SUPPLIED PASSAGE →
Adult Care Services and the White Paper
The White Paper
‘Our Health, Our Care, Our Say: a new direction for community services’, which was published in March 2006, sets out the direction for the whole health and social care system for the next 10-15 years. This fits well with the work that Adult Care Services is already doing and it also provides a focus for developments over the next three years and beyond.
The aims of the White Paper with particular relevance to the Adult Care Services plan are:
Giving greater control, choice and voice to users and carers, which means
- A stronger emphasis on person-centred assessment and support for individuals
- Extending direct payments
- Piloting individual budgets
to give people greater freedom to choose the support they want to meet their needs.
Services in communities- It will become the responsibility of directors of adult social services and directors of public health to assess strategic needs in order to plan for future services.
- There will be a strengthening of joint commissioning with primary care trusts to develop community-based preventative services to promote overall health and wellbeing as well as specialist services for people with long term needs (80% of these people are using social care services).
- There is a particular emphasis on tackling inequalities in accessing services.
Prevention- There will be greater shared responsibility between health and social care to invest in prevention measures that can improve people’s wellbeing and prevent hospital admissions.

INPUT DATA →
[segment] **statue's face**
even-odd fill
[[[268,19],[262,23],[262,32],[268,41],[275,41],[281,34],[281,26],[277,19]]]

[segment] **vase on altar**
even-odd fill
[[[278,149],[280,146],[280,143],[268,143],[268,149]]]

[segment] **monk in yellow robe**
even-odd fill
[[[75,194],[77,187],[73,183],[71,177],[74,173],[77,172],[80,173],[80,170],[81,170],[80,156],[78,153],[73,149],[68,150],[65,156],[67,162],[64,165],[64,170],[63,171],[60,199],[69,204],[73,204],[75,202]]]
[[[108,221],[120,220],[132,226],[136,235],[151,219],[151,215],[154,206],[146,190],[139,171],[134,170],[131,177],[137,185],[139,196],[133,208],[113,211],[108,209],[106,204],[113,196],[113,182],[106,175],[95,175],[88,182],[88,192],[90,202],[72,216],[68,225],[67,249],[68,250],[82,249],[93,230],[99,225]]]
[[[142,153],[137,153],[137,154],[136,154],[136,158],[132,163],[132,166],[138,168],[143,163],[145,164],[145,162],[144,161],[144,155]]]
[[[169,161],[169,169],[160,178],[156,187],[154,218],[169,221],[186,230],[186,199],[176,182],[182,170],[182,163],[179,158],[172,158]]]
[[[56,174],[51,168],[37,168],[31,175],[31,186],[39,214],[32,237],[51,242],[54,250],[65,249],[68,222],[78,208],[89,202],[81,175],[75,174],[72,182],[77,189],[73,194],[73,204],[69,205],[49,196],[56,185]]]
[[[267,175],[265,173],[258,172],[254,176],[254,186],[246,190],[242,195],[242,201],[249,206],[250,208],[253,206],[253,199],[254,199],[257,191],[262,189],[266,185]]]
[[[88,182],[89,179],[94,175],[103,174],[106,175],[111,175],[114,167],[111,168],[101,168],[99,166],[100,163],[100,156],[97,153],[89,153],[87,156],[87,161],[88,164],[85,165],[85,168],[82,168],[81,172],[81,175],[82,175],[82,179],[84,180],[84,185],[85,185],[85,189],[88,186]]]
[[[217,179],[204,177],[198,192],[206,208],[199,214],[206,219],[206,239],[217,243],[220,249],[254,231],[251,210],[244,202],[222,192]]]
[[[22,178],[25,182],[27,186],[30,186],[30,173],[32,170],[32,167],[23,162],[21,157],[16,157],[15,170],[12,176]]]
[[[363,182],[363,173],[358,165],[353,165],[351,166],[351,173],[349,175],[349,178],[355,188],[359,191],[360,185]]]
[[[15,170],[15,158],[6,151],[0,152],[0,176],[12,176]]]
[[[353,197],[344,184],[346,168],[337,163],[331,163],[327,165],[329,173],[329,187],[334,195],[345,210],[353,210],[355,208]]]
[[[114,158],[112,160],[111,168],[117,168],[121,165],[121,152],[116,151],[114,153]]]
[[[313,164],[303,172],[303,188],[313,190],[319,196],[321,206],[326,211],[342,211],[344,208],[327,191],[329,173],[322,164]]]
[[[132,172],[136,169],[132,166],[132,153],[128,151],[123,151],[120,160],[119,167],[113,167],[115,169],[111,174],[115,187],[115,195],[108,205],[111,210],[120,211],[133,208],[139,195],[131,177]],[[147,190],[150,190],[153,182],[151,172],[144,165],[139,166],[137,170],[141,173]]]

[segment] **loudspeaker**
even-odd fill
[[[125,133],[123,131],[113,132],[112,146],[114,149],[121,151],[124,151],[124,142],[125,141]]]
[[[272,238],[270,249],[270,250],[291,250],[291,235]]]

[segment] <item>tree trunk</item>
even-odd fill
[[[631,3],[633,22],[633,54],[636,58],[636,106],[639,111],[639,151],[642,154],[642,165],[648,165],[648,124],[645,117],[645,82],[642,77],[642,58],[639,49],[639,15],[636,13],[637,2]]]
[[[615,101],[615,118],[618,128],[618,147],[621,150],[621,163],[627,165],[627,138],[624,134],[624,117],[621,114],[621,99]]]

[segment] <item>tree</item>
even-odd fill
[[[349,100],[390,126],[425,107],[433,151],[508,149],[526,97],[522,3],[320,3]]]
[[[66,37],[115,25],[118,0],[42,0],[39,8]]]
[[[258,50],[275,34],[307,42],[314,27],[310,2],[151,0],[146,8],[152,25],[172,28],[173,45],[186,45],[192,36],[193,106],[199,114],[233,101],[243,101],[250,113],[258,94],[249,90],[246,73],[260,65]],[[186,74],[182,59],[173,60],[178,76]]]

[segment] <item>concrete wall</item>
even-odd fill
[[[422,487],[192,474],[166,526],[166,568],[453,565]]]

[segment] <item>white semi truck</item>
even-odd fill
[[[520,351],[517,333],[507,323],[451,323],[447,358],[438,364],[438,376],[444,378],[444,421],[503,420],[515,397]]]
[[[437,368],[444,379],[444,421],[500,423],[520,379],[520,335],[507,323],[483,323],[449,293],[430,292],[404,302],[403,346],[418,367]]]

ASSIGNED TASK A →
According to the White Paper passage, when was the White Paper published?
ASSIGNED TASK B →
In the White Paper passage, what are the measures listed under giving greater control, choice and voice to users and carers?
The entries have no connection to the White Paper passage.

EXERCISE RESPONSE A →
March 2006

EXERCISE RESPONSE B →
- A stronger emphasis on person-centred assessment and support for individuals
- Extending direct payments
- Piloting individual budgets